> **INSTRUCTION**: Copy the records from the start through the line that contains "305,414 -> 1332,850", and leave the pictures out of your copy.
++++ RECORDS FOR THE TASK
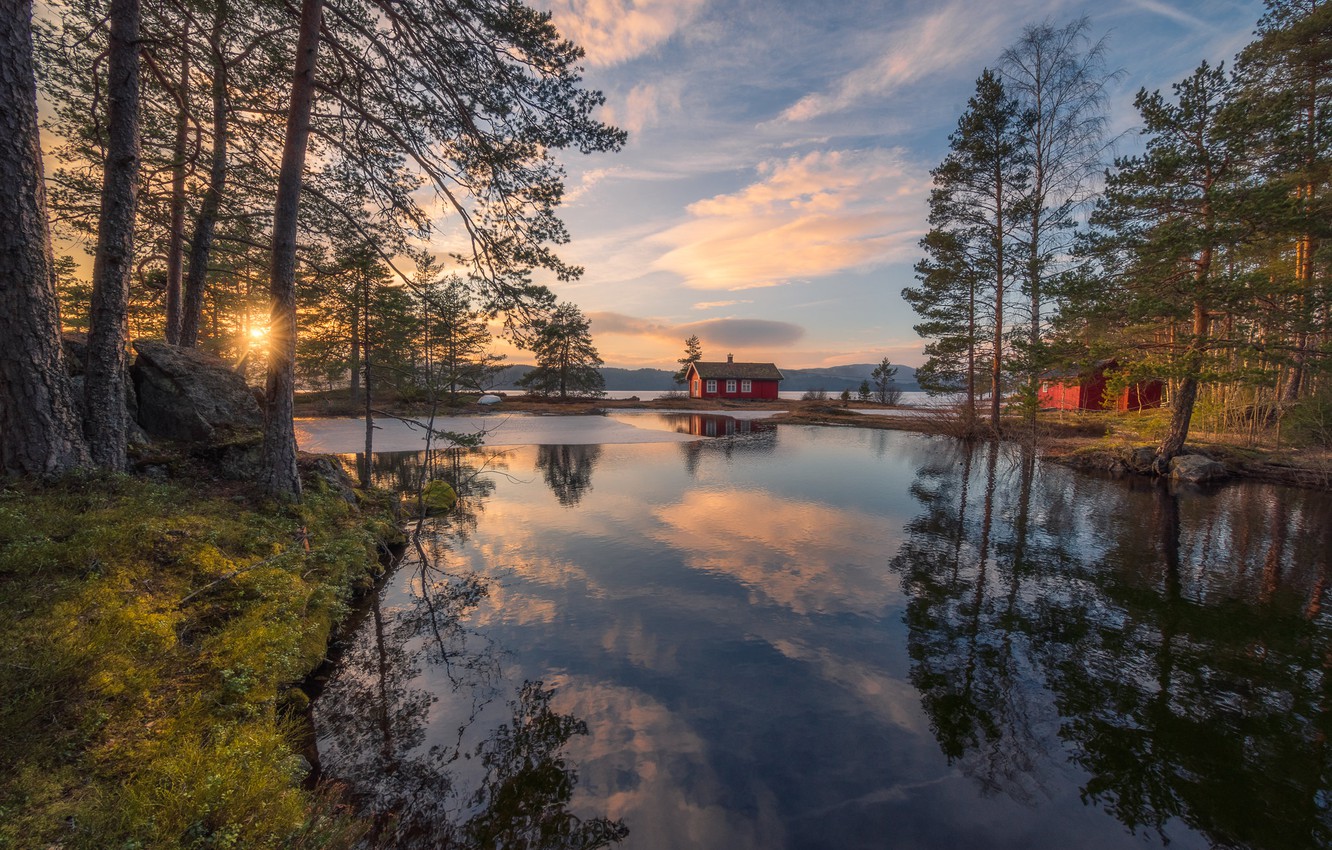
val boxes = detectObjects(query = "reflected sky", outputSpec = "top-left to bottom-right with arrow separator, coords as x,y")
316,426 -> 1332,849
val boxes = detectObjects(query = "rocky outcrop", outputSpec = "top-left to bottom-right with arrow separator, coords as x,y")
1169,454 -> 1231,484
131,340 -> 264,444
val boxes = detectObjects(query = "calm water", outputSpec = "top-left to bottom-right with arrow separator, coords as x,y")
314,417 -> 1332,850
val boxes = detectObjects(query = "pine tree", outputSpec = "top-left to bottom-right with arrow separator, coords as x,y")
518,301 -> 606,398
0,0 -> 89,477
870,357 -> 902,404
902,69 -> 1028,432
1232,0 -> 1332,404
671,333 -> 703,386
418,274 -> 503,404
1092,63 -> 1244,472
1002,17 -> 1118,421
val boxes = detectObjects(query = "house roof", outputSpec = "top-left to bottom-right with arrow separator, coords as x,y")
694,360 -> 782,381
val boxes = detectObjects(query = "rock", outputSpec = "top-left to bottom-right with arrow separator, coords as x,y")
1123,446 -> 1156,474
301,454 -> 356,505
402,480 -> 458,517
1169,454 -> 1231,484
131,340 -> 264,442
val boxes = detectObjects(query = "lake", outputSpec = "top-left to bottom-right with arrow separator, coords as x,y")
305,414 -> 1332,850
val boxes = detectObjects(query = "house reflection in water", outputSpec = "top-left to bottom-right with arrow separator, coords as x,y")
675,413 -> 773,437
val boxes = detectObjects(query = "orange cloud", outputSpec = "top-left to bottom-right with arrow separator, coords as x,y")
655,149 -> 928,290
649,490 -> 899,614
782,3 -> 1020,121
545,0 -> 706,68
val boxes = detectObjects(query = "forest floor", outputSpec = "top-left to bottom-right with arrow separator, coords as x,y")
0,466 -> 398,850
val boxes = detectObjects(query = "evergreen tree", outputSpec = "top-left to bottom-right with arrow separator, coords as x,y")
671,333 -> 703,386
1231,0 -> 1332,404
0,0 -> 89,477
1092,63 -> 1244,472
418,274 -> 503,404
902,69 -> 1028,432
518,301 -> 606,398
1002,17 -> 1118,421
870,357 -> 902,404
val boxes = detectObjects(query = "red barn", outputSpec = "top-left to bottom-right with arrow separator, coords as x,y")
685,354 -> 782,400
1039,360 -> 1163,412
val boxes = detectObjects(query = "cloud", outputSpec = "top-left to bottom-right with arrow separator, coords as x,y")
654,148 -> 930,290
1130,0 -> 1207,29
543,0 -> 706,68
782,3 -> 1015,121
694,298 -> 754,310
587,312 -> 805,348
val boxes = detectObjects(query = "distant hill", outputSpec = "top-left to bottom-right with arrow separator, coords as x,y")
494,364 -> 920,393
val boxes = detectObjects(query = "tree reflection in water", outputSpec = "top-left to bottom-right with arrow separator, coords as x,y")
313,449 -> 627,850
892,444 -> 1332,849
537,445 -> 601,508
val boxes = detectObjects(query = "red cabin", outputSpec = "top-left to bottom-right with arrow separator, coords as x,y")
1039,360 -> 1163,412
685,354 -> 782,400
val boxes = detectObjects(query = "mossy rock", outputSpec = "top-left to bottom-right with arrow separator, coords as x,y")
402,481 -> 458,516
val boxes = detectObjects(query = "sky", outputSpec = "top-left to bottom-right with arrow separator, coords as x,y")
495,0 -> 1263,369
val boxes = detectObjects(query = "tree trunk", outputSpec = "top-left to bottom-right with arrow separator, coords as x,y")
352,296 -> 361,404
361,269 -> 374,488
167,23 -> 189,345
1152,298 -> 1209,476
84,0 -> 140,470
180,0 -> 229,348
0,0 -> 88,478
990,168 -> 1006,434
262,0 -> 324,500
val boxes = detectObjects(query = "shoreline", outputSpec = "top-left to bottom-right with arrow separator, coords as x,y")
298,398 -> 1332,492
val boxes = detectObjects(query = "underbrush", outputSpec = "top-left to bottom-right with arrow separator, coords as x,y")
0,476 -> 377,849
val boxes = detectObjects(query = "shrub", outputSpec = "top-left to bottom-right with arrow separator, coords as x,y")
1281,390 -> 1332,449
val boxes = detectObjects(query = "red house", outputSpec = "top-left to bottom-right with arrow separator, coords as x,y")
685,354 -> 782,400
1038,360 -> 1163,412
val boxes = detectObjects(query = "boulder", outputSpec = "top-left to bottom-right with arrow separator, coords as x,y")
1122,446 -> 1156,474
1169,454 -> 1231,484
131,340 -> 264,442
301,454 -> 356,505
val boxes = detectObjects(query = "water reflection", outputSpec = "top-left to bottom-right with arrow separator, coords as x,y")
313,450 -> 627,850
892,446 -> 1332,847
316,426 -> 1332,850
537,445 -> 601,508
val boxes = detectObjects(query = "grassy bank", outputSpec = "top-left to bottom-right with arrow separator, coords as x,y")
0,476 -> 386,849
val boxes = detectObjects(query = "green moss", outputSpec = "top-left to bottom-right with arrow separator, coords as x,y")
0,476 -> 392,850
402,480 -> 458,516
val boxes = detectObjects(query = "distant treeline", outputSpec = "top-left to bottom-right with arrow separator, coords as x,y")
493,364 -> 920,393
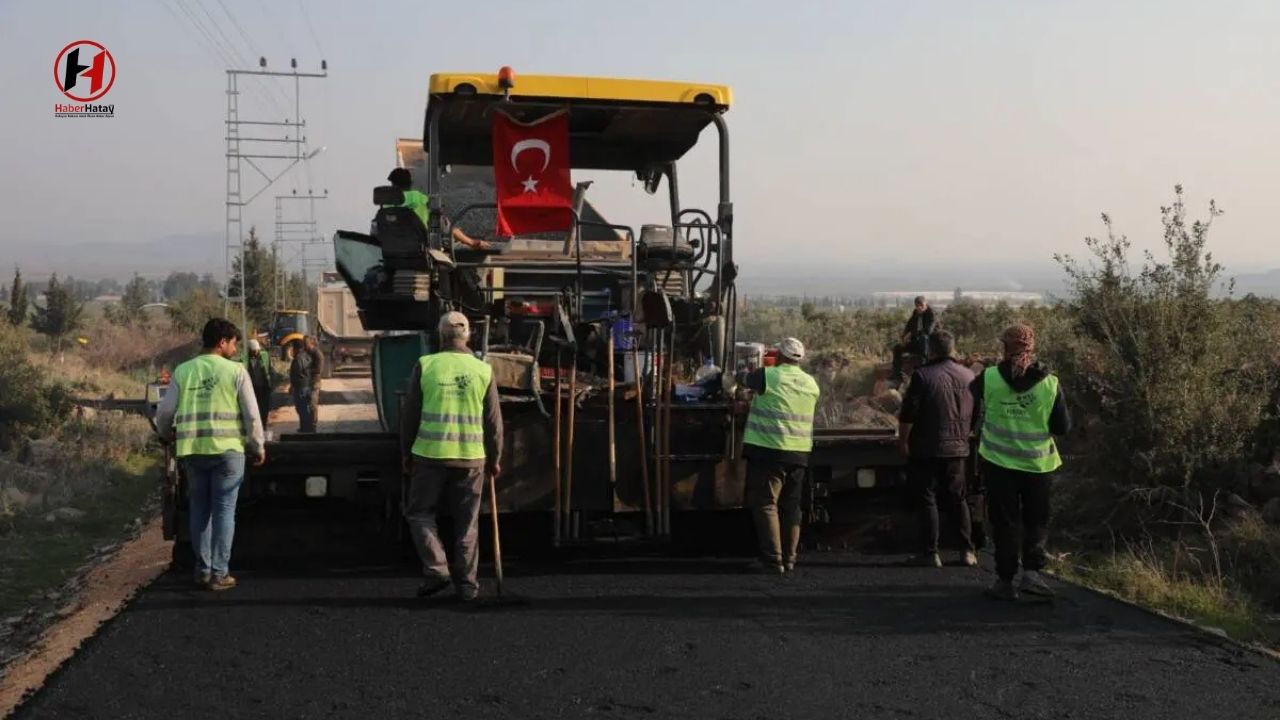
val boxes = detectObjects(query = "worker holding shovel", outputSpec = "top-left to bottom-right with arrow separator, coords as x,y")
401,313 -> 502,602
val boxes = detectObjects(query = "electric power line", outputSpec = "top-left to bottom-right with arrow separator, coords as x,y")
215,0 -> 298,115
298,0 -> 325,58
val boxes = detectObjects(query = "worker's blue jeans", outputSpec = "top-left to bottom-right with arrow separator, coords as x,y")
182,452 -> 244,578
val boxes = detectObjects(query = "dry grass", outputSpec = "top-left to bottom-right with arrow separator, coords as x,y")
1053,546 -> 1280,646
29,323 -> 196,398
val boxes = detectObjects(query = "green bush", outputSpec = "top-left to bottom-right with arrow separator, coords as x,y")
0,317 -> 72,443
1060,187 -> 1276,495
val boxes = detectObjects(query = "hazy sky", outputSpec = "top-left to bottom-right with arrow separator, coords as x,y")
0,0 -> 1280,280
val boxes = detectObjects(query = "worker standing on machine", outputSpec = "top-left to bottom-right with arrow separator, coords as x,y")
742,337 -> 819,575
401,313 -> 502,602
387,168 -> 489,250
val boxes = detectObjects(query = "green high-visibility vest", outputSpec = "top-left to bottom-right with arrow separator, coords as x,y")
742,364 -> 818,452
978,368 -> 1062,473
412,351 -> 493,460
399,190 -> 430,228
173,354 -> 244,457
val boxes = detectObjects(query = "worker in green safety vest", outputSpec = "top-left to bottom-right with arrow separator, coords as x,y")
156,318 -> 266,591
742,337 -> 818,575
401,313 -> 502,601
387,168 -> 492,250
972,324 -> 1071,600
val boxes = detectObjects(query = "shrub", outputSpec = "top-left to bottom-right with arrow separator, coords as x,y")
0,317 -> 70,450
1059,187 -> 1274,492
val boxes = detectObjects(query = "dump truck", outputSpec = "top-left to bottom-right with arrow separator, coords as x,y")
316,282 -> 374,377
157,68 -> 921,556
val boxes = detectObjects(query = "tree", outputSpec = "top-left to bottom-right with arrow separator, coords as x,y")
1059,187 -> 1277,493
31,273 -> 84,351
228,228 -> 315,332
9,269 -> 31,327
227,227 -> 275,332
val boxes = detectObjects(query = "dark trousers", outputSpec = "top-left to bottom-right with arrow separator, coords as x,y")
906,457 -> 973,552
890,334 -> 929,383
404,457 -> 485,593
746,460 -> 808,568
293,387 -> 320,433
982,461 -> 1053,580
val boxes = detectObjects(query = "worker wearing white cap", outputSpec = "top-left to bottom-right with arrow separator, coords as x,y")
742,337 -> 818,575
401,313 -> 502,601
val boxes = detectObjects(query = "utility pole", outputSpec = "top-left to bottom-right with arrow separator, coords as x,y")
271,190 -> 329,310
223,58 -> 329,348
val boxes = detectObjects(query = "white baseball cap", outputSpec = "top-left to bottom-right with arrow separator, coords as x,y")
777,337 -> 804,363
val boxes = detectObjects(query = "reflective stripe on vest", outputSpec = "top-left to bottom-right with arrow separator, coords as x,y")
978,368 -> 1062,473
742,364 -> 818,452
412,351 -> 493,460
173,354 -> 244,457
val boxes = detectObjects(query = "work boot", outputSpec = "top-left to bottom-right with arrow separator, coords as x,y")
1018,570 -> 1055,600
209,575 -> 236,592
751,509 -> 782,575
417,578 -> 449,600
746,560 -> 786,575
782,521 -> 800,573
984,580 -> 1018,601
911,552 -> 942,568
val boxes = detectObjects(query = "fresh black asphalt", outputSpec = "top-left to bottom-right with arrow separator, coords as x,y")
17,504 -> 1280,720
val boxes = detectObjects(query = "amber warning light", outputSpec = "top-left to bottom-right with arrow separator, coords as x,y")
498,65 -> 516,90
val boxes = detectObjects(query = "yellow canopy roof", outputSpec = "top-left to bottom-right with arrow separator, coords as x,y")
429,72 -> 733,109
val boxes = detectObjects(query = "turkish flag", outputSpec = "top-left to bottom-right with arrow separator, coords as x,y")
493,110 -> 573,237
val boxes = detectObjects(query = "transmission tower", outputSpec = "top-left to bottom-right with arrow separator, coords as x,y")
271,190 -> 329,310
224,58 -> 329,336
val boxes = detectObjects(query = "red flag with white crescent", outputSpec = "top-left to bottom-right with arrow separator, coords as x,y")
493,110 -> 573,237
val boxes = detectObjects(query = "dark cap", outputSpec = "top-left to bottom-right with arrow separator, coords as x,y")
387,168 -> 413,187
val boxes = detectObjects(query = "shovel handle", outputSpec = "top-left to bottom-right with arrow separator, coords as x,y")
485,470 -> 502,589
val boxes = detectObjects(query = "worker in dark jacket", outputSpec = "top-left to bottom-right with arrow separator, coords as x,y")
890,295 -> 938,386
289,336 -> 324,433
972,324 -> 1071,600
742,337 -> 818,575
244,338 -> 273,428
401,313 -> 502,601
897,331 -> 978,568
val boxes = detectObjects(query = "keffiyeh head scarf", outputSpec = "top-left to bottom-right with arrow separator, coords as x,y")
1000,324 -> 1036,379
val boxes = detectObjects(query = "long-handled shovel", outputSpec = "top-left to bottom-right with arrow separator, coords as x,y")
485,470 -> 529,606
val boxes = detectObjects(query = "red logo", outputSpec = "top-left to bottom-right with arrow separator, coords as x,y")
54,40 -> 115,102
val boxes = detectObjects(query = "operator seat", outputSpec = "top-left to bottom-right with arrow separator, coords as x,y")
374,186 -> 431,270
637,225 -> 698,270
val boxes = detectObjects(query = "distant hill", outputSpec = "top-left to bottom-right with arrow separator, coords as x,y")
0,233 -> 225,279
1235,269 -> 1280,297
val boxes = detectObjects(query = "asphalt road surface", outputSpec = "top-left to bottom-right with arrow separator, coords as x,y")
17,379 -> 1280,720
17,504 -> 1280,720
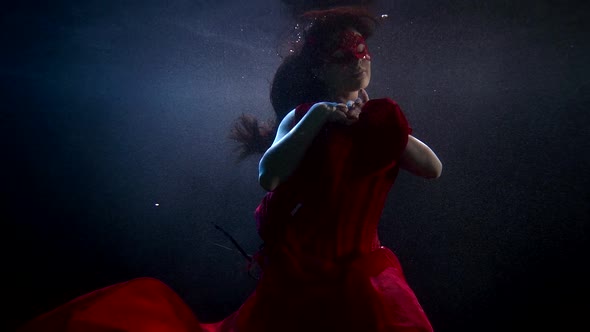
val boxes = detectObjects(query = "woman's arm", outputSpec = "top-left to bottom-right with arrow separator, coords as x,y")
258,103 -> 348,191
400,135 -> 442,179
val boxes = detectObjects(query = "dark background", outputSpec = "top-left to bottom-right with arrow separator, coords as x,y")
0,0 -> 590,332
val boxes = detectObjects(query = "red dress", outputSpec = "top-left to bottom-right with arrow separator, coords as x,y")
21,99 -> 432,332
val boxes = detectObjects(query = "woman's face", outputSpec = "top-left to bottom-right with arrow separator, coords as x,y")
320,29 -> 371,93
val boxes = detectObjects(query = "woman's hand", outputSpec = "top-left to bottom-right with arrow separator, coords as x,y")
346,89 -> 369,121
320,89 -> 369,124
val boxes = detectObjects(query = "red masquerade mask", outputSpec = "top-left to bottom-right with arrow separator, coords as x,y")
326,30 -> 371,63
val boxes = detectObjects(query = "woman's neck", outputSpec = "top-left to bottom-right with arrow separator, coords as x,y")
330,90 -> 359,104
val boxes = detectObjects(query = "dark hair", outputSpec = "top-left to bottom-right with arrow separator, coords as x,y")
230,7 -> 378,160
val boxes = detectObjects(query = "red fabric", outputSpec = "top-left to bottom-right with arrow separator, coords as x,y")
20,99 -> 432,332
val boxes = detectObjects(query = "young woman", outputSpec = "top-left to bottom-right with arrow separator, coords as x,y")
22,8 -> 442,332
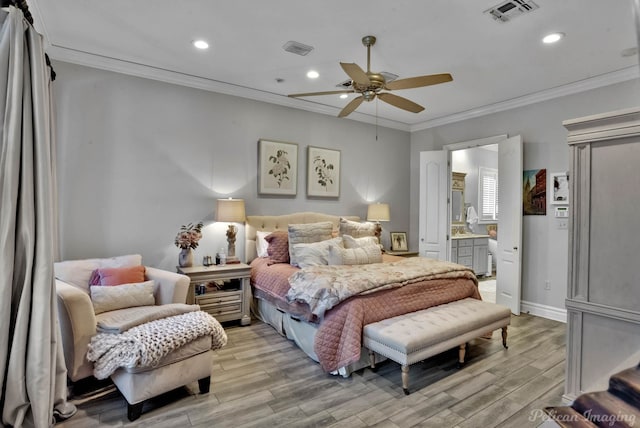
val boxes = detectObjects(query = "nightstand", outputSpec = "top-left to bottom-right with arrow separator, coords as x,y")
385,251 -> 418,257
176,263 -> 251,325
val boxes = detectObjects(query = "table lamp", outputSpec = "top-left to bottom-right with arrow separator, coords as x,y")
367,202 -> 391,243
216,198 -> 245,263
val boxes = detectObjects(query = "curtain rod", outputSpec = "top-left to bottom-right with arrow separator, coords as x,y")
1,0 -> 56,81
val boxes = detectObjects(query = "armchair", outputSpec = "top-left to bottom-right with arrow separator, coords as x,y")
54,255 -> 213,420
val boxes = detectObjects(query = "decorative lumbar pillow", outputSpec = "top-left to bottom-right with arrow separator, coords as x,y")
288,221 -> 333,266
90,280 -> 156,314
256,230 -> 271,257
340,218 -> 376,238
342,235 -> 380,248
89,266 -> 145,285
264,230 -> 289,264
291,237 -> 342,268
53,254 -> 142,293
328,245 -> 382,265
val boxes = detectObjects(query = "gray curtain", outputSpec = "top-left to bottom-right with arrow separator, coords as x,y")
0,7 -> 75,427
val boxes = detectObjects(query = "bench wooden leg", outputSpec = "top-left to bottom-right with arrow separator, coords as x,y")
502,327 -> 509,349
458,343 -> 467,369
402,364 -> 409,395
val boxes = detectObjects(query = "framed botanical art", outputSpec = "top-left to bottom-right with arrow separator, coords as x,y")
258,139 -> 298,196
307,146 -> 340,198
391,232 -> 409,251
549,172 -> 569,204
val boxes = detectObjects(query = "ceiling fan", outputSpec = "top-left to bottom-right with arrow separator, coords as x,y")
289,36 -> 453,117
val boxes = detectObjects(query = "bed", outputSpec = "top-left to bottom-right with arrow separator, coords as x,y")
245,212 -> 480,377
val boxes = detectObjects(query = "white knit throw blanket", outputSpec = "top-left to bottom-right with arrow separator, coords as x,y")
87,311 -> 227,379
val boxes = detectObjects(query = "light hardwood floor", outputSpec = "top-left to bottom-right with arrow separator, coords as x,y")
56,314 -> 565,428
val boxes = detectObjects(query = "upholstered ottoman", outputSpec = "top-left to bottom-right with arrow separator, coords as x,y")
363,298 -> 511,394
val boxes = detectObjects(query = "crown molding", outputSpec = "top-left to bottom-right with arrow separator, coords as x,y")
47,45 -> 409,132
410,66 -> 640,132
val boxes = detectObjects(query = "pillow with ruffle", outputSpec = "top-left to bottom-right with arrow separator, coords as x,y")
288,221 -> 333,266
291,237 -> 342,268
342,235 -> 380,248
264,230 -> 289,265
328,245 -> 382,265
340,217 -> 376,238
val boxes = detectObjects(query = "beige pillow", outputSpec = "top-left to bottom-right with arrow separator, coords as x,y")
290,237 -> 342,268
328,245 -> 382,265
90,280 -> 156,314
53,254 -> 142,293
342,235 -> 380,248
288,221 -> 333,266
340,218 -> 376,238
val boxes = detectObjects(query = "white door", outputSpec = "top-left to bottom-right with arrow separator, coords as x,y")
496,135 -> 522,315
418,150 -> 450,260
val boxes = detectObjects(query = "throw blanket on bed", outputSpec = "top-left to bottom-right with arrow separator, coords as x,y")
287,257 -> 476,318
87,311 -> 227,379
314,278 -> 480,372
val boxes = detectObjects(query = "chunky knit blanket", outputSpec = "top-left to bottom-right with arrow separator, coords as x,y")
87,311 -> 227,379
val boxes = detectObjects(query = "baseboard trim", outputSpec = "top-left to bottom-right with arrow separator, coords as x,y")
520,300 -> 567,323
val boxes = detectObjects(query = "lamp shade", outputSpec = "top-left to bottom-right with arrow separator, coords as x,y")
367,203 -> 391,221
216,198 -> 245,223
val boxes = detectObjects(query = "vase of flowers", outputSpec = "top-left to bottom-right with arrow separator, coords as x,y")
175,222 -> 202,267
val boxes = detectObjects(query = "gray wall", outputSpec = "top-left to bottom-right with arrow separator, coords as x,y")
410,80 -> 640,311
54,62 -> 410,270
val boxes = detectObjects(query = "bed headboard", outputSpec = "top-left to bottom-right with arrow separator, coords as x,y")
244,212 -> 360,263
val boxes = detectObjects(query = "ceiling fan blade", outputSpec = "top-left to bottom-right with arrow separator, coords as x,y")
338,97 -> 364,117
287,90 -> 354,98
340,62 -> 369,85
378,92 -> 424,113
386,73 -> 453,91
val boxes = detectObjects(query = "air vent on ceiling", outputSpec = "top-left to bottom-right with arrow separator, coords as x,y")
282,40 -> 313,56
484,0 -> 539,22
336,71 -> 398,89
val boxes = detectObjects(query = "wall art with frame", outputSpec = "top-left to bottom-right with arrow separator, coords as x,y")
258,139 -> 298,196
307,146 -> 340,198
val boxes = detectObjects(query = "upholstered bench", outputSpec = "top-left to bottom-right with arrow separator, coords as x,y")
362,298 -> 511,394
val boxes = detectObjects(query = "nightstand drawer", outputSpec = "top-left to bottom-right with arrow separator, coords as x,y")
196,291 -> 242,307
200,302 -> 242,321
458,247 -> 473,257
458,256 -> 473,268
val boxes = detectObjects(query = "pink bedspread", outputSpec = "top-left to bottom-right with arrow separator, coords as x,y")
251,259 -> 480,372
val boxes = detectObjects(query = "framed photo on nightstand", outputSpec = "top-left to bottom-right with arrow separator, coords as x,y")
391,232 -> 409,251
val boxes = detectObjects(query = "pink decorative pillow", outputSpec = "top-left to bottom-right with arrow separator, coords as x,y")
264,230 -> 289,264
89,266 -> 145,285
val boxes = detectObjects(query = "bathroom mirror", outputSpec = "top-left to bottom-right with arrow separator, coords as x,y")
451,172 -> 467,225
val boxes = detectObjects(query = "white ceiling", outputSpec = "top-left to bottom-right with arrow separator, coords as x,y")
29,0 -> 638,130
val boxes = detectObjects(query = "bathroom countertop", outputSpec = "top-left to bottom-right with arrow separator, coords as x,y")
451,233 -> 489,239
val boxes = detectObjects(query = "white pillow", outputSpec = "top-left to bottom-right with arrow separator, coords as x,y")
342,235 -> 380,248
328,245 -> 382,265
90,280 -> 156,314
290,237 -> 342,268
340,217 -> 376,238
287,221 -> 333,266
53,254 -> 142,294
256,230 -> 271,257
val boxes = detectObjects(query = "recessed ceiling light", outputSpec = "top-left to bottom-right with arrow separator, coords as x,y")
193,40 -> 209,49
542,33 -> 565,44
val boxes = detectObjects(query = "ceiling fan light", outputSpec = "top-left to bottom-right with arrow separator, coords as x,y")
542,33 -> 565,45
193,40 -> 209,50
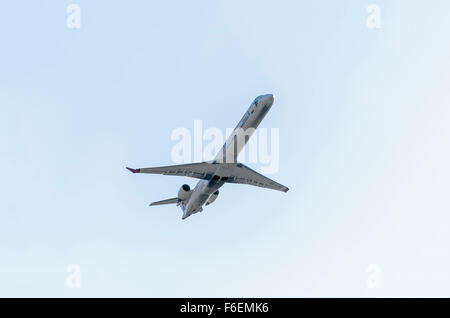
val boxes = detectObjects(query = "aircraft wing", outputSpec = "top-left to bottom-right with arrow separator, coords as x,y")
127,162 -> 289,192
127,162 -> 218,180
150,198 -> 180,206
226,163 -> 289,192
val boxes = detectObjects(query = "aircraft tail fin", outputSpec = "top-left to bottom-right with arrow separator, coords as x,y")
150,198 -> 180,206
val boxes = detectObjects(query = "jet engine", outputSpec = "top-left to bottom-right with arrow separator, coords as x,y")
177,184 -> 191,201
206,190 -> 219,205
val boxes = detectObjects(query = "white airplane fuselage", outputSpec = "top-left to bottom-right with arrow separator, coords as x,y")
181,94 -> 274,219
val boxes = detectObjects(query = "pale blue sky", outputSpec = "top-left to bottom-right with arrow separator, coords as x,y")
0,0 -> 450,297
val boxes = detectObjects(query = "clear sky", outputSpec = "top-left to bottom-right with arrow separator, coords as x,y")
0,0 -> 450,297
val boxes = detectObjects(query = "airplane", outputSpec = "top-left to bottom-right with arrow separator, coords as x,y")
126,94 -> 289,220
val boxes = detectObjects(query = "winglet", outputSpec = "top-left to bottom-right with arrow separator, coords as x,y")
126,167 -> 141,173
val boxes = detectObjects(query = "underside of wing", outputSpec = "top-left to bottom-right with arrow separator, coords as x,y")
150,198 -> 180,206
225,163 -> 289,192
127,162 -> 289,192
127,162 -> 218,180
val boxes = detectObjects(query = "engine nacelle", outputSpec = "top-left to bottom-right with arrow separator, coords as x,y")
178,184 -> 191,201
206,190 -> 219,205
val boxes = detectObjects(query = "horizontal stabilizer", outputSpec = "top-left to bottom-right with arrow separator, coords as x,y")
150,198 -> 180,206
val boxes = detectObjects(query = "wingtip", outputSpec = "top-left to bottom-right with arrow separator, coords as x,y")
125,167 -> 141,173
++++++++
> **FULL ANSWER**:
val boxes = detectObjects(query = "reflected sky", outputSpec = "top-left to bottom-right with arrow separator, coords as x,y")
316,426 -> 1332,849
val boxes = detectObjects(query = "rocky outcrop", outputSpec = "top-left to bottom-right with arrow separator, coords as x,y")
1169,454 -> 1231,484
131,340 -> 264,444
val boxes = detectObjects(query = "calm water", outputSpec = "top-left to bottom-right with arrow separator, coords as x,y")
314,417 -> 1332,850
val boxes = detectObjects(query = "pine tree", outputSpec = "top-left to bottom-right with arrow separator, coords as x,y")
518,301 -> 606,398
0,0 -> 89,477
870,357 -> 902,404
902,69 -> 1028,432
1232,0 -> 1332,404
671,333 -> 703,386
418,274 -> 503,404
1092,63 -> 1244,472
1002,17 -> 1118,421
val boxes = detectObjects(query = "house roof", outputSpec = "top-left to bottom-right with arrow separator, coords as x,y")
694,360 -> 782,381
val boxes = detectObjects(query = "rock", outputSpec = "top-left to bottom-right with arrow separator, coords as x,y")
1123,446 -> 1156,474
301,454 -> 356,505
402,480 -> 458,517
1169,454 -> 1231,484
131,340 -> 264,442
val boxes = detectObjects(query = "lake", outputSpec = "top-left to bottom-right with arrow separator, coords as x,y")
305,414 -> 1332,850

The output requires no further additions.